▸ Requirements
Rewrite the listing below in full, requests included, shifting every coordinate in the answers up by 126 and leaving all other numbers unchanged.

* begin *

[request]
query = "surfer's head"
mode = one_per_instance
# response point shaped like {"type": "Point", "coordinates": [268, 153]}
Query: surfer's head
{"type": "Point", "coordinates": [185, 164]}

* end *

▸ Solution below
[request]
query = "surfer's head"
mode = one_per_instance
# response point shaped like {"type": "Point", "coordinates": [268, 153]}
Query: surfer's head
{"type": "Point", "coordinates": [311, 290]}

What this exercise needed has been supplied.